- What you will do
Set all the entries down again, unaltered.

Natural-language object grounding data
"""

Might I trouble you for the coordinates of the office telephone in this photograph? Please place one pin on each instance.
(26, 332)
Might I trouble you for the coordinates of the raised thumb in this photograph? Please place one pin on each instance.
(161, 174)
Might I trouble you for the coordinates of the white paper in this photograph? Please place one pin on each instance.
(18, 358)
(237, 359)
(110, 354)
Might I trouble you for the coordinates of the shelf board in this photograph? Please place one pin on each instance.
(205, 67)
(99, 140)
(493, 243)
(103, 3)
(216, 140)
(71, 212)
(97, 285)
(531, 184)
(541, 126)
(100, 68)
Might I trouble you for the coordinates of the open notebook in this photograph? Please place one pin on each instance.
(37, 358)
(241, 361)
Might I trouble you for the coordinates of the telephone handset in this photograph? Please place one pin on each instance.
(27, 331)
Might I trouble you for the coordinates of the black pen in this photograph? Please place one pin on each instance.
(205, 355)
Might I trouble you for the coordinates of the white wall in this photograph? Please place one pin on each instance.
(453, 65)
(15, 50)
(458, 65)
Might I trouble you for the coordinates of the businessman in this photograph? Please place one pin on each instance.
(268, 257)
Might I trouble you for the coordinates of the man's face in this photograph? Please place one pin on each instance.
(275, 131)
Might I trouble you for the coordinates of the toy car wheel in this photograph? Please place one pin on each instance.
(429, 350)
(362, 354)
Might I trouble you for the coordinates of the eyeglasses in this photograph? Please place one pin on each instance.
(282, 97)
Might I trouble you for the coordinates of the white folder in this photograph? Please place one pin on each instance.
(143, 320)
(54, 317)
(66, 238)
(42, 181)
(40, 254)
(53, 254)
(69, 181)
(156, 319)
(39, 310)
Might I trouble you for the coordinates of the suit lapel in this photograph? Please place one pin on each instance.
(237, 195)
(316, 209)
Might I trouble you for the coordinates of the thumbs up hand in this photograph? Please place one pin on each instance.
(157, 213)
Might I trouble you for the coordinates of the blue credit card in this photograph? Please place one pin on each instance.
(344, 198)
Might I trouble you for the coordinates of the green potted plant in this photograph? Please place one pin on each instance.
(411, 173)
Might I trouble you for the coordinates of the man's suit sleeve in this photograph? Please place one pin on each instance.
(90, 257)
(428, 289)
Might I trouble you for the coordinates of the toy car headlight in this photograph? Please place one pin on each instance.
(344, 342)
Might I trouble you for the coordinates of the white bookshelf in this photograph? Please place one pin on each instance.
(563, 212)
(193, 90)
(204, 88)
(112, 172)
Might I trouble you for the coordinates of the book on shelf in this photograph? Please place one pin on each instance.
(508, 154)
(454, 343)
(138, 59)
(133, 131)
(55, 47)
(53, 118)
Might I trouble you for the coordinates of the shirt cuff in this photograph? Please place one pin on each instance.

"""

- Response to the exercise
Might I trouble you for the coordinates of the office telephone in this photograph? Please place one pin on each instance.
(26, 332)
Might I trouble you for the coordinates of the raised thumb in this photograph? Please place one pin on each instance.
(161, 174)
Might I trouble you for the coordinates of the white paper in this photograph? Please place one pin on each instance.
(18, 358)
(237, 359)
(110, 354)
Might I trouble you for the coordinates of the shelf board in this photograph? Please place one pin on each instance.
(205, 67)
(99, 140)
(493, 243)
(103, 3)
(216, 140)
(71, 212)
(97, 285)
(531, 184)
(541, 126)
(100, 68)
Might I trouble you for the coordinates of the open notebook in this photograph? Please place one pin on each instance.
(37, 358)
(241, 361)
Might I trouble you for the coordinates of the telephone handset in this photograph? Please place one pin on each instance.
(27, 331)
Might I trouble you for the coordinates of the black pen in this photograph? Please place one pin on each instance.
(205, 355)
Might I trouble you for the coordinates of the white wall in this photograph? Please place one pin on each instance.
(453, 65)
(15, 50)
(458, 65)
Might I trouble you for the coordinates of the businessman in this photograph? Please place one pin on each instance.
(268, 257)
Might I trouble you for the coordinates of the man's face in this photograph? Please place one pin on each instance.
(275, 131)
Might I trouble you for the coordinates of the toy car wheel in this photograph? Please place one pin on each instance.
(429, 350)
(362, 354)
Might I trouble you for the coordinates of the eyeglasses in this photograph? Please place one pin on each instance.
(282, 97)
Might I trouble you for the coordinates of the white folder in this photograph? Please place one pin on each instance.
(143, 320)
(54, 317)
(66, 238)
(42, 181)
(40, 254)
(53, 254)
(69, 181)
(156, 319)
(39, 310)
Might I trouble you for the coordinates of the suit lapel in this photograph? Please place one pin on each instance.
(237, 195)
(316, 209)
Might I trouble you for the coordinates of the thumbs up hand in this photograph? Please place one pin on each instance.
(157, 213)
Might I trouble you for the coordinates of the blue credit card in this photograph? Please place one pin on each instance.
(344, 198)
Might I trouble you for the coordinates of the green potted plant in this photograph? Please place one pin on each instance.
(411, 173)
Might I trouble you for the coordinates of the man's suit sleeve in this photograph? Please place one pin on each instance.
(90, 257)
(428, 289)
Might I trouble you for the coordinates of the toy car headlight in this photograph? Please place one pin on each instance.
(344, 342)
Might I trouble you for the coordinates of the white bookshelf in this photograph? Please place one pin on each instance.
(563, 212)
(193, 90)
(204, 88)
(112, 172)
Might I trouble you for the coordinates of the book on shelf in this photograph? Please place one pin on each instance.
(508, 154)
(454, 343)
(138, 59)
(133, 131)
(55, 47)
(53, 118)
Might I trouble you for the coordinates of the shirt cuff in this photograph? Please place one pin on each instance.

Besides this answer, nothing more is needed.